What needs to be done: Reproduce all the material exactly, minus any pictures it holds.

Extracted entries:
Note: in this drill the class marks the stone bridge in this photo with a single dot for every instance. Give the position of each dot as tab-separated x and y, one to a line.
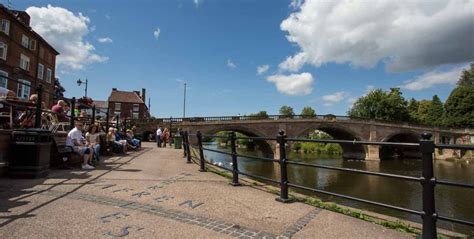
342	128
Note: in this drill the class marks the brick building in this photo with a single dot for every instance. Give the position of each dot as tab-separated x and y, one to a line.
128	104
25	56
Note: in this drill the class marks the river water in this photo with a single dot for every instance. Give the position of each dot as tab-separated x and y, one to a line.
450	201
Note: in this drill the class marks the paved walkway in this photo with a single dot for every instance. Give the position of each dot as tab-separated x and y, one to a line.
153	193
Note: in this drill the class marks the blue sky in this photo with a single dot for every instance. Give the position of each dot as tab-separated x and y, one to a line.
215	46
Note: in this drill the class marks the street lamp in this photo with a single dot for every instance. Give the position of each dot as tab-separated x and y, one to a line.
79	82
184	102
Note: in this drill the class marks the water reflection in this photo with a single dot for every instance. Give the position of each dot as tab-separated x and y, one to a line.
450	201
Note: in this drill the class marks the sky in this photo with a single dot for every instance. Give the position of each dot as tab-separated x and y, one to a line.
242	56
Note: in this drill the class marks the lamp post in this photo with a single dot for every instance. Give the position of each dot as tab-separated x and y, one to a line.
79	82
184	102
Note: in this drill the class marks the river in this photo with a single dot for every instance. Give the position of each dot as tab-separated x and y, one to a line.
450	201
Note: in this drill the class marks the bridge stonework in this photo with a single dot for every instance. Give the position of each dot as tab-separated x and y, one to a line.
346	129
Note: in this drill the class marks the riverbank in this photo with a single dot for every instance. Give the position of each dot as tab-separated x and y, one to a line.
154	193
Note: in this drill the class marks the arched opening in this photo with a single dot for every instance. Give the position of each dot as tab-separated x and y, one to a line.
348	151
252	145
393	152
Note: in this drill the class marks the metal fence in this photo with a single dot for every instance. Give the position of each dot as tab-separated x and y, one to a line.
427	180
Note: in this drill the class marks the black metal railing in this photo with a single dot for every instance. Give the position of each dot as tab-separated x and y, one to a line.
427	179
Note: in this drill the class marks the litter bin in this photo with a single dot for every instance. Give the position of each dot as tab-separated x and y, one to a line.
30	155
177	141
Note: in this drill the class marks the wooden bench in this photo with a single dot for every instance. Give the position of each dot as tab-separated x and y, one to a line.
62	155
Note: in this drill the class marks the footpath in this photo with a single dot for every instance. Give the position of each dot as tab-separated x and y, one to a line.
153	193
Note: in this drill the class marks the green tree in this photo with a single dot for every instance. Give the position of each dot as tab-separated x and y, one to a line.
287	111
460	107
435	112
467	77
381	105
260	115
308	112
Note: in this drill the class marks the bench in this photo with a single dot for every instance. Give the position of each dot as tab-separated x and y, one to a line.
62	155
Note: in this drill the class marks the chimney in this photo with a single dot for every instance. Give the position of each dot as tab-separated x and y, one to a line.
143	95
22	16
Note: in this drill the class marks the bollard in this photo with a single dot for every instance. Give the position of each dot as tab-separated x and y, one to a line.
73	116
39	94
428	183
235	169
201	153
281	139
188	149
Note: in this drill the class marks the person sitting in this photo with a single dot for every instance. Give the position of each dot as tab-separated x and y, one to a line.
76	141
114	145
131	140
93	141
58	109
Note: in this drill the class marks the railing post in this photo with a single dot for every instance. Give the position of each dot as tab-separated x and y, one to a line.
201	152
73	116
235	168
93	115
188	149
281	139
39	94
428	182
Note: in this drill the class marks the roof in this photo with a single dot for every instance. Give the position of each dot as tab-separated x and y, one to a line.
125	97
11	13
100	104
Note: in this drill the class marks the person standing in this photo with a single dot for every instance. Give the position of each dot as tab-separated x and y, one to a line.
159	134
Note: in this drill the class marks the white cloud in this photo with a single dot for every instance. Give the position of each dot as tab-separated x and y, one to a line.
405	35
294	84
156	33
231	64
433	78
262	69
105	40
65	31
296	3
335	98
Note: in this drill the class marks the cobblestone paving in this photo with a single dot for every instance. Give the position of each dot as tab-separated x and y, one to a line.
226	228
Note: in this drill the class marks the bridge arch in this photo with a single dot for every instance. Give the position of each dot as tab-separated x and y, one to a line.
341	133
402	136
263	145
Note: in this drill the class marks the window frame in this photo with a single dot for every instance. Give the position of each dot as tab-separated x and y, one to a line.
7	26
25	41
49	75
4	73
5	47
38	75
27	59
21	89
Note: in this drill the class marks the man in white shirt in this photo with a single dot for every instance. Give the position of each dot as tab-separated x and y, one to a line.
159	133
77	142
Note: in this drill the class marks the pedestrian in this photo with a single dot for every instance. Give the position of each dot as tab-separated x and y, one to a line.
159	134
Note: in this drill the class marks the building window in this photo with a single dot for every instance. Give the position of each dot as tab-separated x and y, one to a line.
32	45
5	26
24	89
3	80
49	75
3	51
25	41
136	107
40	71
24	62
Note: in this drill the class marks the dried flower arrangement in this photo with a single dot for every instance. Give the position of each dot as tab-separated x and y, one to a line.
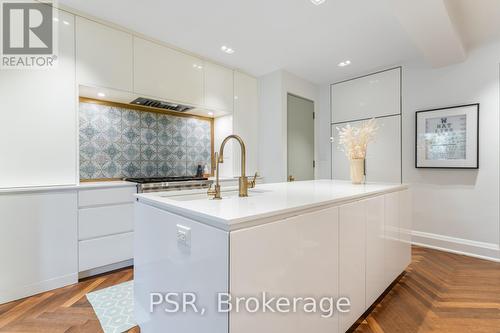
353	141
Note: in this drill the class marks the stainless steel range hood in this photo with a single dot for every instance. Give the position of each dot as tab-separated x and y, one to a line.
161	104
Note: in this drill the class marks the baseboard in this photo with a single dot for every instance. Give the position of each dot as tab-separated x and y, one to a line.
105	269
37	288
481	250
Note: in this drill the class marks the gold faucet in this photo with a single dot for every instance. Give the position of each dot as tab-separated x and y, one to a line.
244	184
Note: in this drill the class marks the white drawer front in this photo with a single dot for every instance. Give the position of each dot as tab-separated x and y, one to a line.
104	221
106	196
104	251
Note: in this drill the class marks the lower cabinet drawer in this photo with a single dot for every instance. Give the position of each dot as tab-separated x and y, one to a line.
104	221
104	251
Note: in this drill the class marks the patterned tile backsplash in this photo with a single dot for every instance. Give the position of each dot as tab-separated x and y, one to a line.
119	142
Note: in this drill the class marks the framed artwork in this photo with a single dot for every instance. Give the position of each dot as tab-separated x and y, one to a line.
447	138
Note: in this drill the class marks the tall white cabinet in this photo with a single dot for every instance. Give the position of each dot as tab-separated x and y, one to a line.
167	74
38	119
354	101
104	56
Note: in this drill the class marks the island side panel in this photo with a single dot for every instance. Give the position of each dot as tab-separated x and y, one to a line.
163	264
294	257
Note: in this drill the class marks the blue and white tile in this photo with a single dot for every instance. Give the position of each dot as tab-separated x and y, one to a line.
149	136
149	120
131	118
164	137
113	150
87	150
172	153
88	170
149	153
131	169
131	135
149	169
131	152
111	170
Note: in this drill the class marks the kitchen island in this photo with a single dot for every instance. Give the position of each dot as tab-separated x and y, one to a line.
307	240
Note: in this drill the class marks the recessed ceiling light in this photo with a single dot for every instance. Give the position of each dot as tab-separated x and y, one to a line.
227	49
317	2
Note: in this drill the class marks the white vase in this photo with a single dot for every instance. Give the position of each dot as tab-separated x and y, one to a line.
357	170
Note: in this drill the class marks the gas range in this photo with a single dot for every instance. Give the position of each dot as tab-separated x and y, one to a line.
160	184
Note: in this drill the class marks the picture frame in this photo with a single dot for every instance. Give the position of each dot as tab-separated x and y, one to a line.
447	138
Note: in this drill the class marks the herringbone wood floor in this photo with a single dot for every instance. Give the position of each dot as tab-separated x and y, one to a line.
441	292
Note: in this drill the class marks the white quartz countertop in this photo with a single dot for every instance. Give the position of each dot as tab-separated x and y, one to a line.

Written reply:
Note: in this drill the class marks the stone bridge in this photo with a single dot for every instance. Give the position of each dot as tab-separated x and y, one to a line.
342	128
Note: in this drill the class marks the brick building in this photo with a single dot for every instance. Give the position of each dot as tab-separated x and y, one to a line.
128	104
25	56
Note: in this drill the class marks the river water in this photo with a single dot for every instance. Give the position of each dot as tab-separated x and y, one to a line.
450	201
Note: in this drill the class marks the paved walkway in this photo with a single dot for every instance. Give the position of each dot as tab-separated x and y, one to a line.
153	193
Note: in this drill the class marks the blue sky in this photo with a single dot for every instance. Give the position of each dot as tab-separated x and y, one to a line.
215	46
Note: in this drill the class marks the street lamp in this photo with a single dot for every instance. Give the position of each dot as tab-separated x and y, one to a line.
79	82
184	102
Note: in this drill the class marks the water reflection in this photo with a single dot for every instance. Give the position of each dot as tab-separated x and y, one to a line.
450	201
Note: in this drill the class marks the sky in this photo with a single dot for every instance. Give the position of each dot as tab-separated x and y, one to a line.
242	56
Note: in this drill the class marks the lamp post in this photo with a single dot for every instance. Give the position of each dot as tab-separated x and y, one to a line.
79	82
184	102
Note: in this drill the class marks the river in this photo with a single dot for every instance. Give the position of each dot as tab-separated x and y, one to a line.
450	201
Note: in this drill the class marks the bridge stonework in this photo with a single dot for every instance. Give the position of each dot as tab-separated x and y, one to a line.
346	129
Note: in this drill the class marks the riverbank in this photo with a single dot for every instance. Give the position of each dot as tab-separated x and y, one to a line.
154	193
Note: in this drill the class marks the arched opening in this photo with a single dot for every instance. Give the position of each dot as tab-separated x and y, one to a line.
348	151
252	145
393	152
Note: in this drill the class marks the metal fence in this photo with a single dot for every instance. Give the position of each dot as tab-separated x and y, one to a line.
427	180
Note: in this drill the class marks the black metal railing in this photo with a single dot for every instance. Give the position of each dot as tab-separated x and y, one to a line.
427	179
Note: in this drill the class marks the litter bin in this photo with a single dot for every instance. Give the position of each dot as tab-separated x and y, one to a line.
30	155
177	141
Note: in this drill the class marks the wooden bench in this photo with a single dot for every instance. Give the position of each dot as tab-separated x and y, one to a line.
62	155
Note: in this drill the class marks the footpath in this photo with a single dot for every instance. Give the position of each dot as tab-separated x and y, one to a line.
153	193
Note: in this drill the class marks the green tree in this photo with a single dot for every instance. Give the position of each dot as tab-separated x and y, one to a line.
287	111
460	107
435	112
467	77
381	105
260	115
308	112
Note: in this drill the class marks the bench in this photo with a single dot for every instance. Give the position of each dot as tab-separated x and y, one to a line.
62	155
Note: in this drill the class marks the chimney in this photo with a single dot for every instance. Give the position of each dot as tab-separated x and y, one to a line.
143	95
22	16
Note: in this drill the class marks the bollard in this photo with a single dot for every instance. Give the position of each dot as tab-separated x and y, one to a line.
73	116
39	94
428	183
235	169
201	153
281	139
188	149
Note: in this drill the class marks the person sitting in this photo with a single dot for every instance. Give the position of each dot as tab-separated x and y, one to a line.
76	141
114	145
131	140
93	141
58	109
Note: in this drill the class marks the railing post in this photo with a single dot for every instance. Give the position of each dot as tab-separated x and y, one to a line.
201	152
73	116
235	168
93	115
188	149
281	139
39	94
428	182
Note: in this drill the class marks the roof in this photo with a single dot for every instance. Give the position of each dot as tab-separated x and y, one to a line.
125	97
11	13
100	104
Note: in this drill the class marks the person standing in this photo with a single dot for every instance. Give the position of each dot as tab-separated x and y, one to a line.
159	134
Note: in this drill the class marks the white cloud in this photo with a single dot for every instance. Give the position of each dot as tab-separated x and y, one to a line.
405	35
294	84
156	33
231	64
433	78
262	69
105	40
65	31
296	3
335	98
Note: in this drill the class marks the cobblestone paving in this photo with a single dot for every instance. Give the position of each dot as tab-separated x and y, one to a line.
226	228
Note: in this drill the class marks the bridge arch in this photo with a single dot for every instance. Give the position of each dot as tab-separated x and y, one to a line.
341	133
402	136
263	145
Note: in this drill the class marks the window frame in this photo with a single dot for every instance. Give the position of each dot as tab-separated x and y, one to a line.
7	26
25	41
49	75
4	73
5	47
38	75
27	59
21	89
Note: in this drill the class marks the man in white shirt in this photo with a single dot for every instance. Give the position of each dot as tab-separated x and y, one to a line.
159	133
77	142
Note: in this drill the class marks the pedestrian in this photo with a single dot for every instance. Give the position of each dot as tab-separated x and y, one to a line.
159	134
Note: in this drill the class marks the building window in this photo with a single dot for every instance. Give the position of each dot as tab-separated x and y, one to a line.
32	45
5	26
24	89
3	80
49	75
3	51
25	41
136	107
40	71
24	62
Note: in this drill the class marks the dried flower arrangement in this photo with a single dot for every instance. Give the position of each dot as tab-separated x and y, one to a line.
353	141
Note: in this drill the class marks the stainless steel range hood in this photo with a single dot for every instance. Give the position of each dot as tab-separated x and y, one to a line.
161	104
Note: in this drill the class marks the baseboard in this photo with a single dot for every instance. Give the position of each dot as tab-separated x and y, one to a line.
105	269
37	288
481	250
Note: in this drill the class marks the gold faucet in this photo with a single dot for every instance. Give the position of each dot as tab-separated x and y, one to a line.
244	184
Note: in this drill the class marks the white drawer front in this photo with a single dot for every instance. Give the position of each dot as tab-separated x and y, one to a line.
104	221
106	196
104	251
Note: in this drill the class marks the lower cabinet drawer in this photo with a single dot for every instance. Give the position of each dot as tab-separated x and y, one to a line.
104	221
104	251
Note: in this drill the class marks the patterned tile backsplash in this photo with a single dot for every instance. Give the position of each dot as tab-separated x and y, one to a line.
119	142
Note: in this drill the class marks the framed artwork in this photo with a single dot for every instance. Give the position of each dot as tab-separated x and y, one to a line.
447	138
Note: in this drill the class marks the tall white cabinet in this photo with a single dot for every instance. Give the position of each dot as tab-separated x and y, one to a line.
167	74
38	119
354	101
104	56
Note: in this drill the class marks the island side panel in this photo with a single dot for every instance. Give the position of each dot as tab-separated x and y, one to a line.
163	264
294	257
Note: in this drill the class marks the blue and white tile in this photo with a single dot for every instance. Give the position of each dot as tab-separated x and y, one to a line.
149	136
149	120
131	118
164	137
113	150
87	150
172	153
88	170
149	153
131	169
131	135
149	169
131	152
111	170
Note: in this drill the class marks the kitchen island in this photo with a single dot for every instance. Give the position of each dot as tab-separated x and y, one to a line.
307	240
Note: in this drill the class marks the recessed ceiling light in this photo with a single dot for every instance. Give the position of each dot as tab-separated x and y, one to a line.
227	49
317	2
Note: in this drill the class marks the white vase in this photo with a single dot for every instance. Give the position of each dot as tab-separated x and y, one to a line.
357	170
Note: in this drill the class marks the gas range in this photo with a single dot for every instance. Give the position of each dot as tab-separated x and y, one to a line.
160	184
Note: in this drill the class marks the picture frame in this photo with a single dot for every instance. Give the position of each dot as tab-separated x and y, one to a line.
447	138
Note: in this drill the class marks the herringbone wood floor in this photo with a single dot for every instance. Give the position of each dot as tab-separated x and y, one to a line.
441	292
Note: in this drill the class marks the white quartz countertop in this photo with a single dot for every instance. Give the position of each dot as tab-separated x and y, one to a line.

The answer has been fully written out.